What to produce
Use the text about Dolphinaris Arizona to answer these questions:
1. In what year did the dolphinarium open?
2. Which dolphin died first, and in what month and year?
3. What organization does Naomi Rose work for?

In Dolphinaris Arizona, three dolphins have died in the past 16 months at a dolphinarium that opened in 2016.
As you can imagine, the deaths have sparked concern in the community over the remaining five dolphins in the facility.
In September of 2017, Bodie was the first dolphin to pass away, followed by Alia in May of 2018.
Now, Khloe, a dolphin who is regularly used for the facility’s swim-with-the-dolphins experiences and who is also featured in promotional material, died in the latter half of December, 2018.
Allegedly, all three dolphins died of infections but the details about their passing has been minimal.
The Dolphinaris Arizona website describes itself as “one of the world’s leading providers of dolphin experiences” that “exceeds federal and international standards of animal care and habitat.”
But dolphin experts have a different opinion.
Naomi Rose, a marine mammal scientist at the Animal Welfare Institute (AWI), believes the dolphins’ health is being seriously affected by the facility’s location in the desert.
“Dolphins don’t belong in the desert, and I have serious concerns about the possibility of them being exposed to fungal agents that are common in this desert area,” Rose shared with The Dodo. “The necropsy reports for these animals most definitely should be released publicly, but they won’t be (they are not required to be by law). Unless Dolphinaris has something to hide, they should be transparent about this situation, given the publicly expressed concerns about exposure to desert-associated fungal agents.”
The hot Arizonian sun.
“The relentless exposure to UV radiation is not normal for them,” Rose said. “Desert sun is particularly harsh. These tanks have no shade and they are very shallow, meaning the water itself does not filter out much of the UV radiation, even when the dolphins are below the surface.”

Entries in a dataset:

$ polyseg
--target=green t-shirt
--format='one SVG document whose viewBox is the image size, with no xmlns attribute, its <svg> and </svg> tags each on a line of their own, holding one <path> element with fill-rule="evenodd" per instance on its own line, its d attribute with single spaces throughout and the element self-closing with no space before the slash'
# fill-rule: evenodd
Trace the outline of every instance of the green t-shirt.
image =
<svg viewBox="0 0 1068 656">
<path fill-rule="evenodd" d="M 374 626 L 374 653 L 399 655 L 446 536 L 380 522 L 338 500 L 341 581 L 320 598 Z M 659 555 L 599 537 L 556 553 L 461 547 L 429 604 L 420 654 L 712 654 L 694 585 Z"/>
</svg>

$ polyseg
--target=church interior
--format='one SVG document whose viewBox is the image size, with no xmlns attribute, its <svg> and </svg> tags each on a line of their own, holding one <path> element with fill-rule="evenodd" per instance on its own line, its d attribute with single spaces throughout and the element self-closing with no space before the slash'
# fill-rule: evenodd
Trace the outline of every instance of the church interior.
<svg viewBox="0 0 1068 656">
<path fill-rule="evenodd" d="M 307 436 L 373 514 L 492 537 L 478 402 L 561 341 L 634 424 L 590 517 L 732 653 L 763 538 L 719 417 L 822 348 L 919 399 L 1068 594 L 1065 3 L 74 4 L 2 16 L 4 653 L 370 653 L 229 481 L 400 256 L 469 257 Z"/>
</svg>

Answer to this problem
1. 2016
2. Bodie, in September 2017
3. The Animal Welfare Institute (AWI)